Find how many lines of the listing include the string "below", and report only that figure.
*** Opening of Records provided ***
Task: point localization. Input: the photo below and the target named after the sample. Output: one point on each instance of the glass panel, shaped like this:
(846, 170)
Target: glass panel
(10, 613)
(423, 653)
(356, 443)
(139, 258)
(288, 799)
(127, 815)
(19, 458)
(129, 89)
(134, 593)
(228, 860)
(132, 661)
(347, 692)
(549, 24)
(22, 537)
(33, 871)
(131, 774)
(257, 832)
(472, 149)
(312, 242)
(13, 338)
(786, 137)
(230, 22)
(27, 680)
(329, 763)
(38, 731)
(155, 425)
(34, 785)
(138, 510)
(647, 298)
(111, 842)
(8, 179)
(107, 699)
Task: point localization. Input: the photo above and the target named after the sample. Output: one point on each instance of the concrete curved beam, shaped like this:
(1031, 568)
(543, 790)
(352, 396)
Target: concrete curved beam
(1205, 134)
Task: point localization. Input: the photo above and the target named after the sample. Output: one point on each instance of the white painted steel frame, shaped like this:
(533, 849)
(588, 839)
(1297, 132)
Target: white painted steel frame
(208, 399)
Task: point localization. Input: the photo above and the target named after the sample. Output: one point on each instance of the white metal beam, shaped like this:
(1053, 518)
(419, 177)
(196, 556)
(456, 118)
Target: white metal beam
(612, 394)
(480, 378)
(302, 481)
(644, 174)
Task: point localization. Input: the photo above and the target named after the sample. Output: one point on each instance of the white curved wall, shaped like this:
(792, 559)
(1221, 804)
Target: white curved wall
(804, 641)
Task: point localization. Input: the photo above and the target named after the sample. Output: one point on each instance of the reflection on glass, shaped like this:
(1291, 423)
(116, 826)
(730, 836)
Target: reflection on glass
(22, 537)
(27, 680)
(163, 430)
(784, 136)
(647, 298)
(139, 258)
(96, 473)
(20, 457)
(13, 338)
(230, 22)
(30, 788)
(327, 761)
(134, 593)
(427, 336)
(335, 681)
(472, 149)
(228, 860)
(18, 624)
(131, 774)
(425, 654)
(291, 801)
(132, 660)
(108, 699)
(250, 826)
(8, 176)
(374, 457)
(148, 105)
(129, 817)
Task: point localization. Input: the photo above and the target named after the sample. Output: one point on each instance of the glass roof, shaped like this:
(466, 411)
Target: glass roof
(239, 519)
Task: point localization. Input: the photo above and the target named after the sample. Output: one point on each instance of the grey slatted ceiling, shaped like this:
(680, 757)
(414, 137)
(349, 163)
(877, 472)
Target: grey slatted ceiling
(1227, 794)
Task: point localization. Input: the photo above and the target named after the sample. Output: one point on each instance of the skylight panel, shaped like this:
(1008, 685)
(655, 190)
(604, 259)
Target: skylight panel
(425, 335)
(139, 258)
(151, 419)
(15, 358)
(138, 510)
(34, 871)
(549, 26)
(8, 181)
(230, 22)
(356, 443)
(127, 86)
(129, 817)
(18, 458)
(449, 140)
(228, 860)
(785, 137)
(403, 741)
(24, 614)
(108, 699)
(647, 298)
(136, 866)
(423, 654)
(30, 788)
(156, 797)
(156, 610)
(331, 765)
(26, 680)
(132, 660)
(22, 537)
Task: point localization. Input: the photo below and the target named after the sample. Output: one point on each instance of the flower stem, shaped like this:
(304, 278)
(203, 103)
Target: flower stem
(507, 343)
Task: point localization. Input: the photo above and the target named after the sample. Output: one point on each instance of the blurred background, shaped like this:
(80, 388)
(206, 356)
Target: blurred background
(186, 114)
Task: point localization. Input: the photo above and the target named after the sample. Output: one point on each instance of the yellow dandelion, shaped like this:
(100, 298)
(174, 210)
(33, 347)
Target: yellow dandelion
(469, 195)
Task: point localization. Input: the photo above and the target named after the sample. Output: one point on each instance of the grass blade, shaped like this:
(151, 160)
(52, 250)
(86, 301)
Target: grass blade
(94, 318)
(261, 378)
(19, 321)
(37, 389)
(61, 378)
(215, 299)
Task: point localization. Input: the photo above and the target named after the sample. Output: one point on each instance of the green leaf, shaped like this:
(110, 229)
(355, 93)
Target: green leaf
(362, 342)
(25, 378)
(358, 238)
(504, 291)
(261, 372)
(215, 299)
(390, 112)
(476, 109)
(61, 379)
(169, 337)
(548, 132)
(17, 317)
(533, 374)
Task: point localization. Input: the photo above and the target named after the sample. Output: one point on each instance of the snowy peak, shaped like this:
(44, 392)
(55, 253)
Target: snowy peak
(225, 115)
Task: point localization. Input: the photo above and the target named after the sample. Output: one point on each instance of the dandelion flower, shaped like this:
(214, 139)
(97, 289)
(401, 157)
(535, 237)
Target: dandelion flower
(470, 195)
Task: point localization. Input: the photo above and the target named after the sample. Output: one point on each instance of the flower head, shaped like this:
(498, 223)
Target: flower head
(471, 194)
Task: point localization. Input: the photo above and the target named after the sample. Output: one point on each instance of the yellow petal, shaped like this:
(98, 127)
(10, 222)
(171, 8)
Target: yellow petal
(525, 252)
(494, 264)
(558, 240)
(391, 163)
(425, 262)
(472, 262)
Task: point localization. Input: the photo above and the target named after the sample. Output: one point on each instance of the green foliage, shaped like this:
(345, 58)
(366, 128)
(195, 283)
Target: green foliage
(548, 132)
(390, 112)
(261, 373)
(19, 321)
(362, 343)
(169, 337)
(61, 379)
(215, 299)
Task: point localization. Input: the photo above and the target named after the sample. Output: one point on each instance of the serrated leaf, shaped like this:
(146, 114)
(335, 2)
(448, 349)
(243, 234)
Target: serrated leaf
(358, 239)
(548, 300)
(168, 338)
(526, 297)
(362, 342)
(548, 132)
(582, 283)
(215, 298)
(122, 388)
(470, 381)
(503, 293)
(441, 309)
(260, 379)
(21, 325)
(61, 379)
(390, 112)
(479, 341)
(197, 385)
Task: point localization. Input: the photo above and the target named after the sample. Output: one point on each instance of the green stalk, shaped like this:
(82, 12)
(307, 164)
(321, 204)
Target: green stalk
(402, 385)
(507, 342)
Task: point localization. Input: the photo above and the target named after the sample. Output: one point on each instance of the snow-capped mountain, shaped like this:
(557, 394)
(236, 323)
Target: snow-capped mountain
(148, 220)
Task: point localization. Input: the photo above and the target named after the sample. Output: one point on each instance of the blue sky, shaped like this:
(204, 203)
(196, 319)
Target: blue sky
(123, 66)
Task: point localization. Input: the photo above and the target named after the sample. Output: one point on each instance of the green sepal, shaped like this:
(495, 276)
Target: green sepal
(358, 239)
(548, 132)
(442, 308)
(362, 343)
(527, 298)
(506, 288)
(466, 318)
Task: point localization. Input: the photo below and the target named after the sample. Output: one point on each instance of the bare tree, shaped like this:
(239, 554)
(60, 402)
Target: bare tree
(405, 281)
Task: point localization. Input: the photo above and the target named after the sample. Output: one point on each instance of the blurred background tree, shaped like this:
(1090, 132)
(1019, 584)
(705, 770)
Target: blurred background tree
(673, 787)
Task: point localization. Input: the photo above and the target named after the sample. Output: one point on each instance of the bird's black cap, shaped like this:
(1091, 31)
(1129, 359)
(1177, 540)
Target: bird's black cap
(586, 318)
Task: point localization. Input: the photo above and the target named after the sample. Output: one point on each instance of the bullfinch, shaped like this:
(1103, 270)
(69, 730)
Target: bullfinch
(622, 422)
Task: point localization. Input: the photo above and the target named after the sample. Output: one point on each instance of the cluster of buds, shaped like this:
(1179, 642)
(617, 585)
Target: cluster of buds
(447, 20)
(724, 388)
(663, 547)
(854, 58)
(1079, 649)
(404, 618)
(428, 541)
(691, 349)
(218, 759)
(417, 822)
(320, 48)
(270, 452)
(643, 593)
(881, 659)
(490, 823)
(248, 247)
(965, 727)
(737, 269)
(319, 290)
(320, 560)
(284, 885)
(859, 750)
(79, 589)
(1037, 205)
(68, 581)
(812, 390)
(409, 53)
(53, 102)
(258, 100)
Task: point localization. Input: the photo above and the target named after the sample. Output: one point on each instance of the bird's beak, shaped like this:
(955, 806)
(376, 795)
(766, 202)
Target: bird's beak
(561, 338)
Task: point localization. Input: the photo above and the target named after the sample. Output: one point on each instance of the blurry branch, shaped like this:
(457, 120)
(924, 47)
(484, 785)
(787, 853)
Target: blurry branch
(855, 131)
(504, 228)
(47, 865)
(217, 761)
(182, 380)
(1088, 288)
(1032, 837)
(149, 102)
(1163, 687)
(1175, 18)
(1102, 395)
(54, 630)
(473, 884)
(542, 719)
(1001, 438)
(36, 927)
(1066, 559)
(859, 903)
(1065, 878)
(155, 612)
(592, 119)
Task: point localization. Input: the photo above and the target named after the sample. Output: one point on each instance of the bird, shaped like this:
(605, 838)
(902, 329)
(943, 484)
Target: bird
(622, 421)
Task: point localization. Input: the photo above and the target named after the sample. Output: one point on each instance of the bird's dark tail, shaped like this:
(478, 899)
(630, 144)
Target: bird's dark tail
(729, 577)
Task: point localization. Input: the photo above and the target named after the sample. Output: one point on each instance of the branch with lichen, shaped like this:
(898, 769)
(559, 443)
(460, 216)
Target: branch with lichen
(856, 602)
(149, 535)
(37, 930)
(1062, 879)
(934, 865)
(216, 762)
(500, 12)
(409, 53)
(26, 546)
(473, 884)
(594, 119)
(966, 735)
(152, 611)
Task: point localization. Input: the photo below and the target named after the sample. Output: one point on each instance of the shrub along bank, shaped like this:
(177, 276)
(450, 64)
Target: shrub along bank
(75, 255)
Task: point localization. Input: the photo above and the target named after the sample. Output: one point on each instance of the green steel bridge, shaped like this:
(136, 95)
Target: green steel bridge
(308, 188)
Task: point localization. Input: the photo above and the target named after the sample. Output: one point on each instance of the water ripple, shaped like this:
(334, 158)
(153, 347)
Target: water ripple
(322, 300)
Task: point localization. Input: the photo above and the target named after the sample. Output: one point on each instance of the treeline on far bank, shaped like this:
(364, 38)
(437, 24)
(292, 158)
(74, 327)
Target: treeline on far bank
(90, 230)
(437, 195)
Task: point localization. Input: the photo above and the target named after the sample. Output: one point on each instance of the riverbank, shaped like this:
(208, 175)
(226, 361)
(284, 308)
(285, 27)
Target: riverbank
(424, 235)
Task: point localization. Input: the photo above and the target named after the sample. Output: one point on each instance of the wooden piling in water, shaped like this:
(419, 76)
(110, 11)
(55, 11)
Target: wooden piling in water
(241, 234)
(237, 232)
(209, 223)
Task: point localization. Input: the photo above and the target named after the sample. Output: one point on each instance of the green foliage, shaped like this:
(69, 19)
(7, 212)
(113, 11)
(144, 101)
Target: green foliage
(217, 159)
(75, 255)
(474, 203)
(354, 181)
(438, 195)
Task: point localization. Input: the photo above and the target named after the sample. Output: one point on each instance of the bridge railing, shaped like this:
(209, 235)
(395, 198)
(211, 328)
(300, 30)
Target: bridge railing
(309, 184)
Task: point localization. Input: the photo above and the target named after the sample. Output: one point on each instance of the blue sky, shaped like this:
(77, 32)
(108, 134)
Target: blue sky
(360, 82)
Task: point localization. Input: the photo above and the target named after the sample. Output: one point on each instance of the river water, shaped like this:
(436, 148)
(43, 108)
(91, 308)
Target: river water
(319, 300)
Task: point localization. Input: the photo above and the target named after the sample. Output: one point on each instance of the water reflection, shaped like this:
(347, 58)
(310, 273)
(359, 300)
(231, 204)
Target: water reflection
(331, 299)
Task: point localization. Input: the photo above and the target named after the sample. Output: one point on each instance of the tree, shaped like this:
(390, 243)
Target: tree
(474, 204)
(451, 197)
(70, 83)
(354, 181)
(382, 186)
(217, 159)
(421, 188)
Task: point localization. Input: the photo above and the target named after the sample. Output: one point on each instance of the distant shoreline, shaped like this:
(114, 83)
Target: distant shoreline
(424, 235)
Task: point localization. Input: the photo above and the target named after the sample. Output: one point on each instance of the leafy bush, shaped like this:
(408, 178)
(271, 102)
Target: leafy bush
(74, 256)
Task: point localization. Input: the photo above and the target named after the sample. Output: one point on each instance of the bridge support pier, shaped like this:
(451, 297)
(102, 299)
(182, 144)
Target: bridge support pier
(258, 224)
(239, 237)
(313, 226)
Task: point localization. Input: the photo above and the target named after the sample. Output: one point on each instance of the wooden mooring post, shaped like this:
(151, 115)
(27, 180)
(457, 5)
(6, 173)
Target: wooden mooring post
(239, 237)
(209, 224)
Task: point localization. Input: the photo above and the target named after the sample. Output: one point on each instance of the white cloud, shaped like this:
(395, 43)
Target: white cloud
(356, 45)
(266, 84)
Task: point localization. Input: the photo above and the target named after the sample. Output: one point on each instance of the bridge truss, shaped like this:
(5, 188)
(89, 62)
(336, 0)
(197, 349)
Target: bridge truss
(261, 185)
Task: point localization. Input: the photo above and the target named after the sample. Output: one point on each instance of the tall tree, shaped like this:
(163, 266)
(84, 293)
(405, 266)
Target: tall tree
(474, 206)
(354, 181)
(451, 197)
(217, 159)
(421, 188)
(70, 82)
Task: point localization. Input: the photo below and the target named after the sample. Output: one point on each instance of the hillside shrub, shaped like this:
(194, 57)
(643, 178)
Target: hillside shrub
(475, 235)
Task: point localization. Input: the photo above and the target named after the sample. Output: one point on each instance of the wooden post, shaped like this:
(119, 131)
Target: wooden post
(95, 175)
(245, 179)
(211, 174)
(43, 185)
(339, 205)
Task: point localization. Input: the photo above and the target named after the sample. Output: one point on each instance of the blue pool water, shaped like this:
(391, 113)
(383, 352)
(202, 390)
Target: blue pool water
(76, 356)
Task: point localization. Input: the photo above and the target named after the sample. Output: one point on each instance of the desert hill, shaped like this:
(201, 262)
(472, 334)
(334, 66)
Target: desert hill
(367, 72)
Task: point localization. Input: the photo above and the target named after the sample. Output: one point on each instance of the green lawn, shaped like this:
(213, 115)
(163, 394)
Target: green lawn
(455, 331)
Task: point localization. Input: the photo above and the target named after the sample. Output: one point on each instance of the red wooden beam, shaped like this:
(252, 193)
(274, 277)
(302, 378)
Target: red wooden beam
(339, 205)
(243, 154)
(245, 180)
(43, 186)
*** Close of Records provided ***
**Written reply**: 5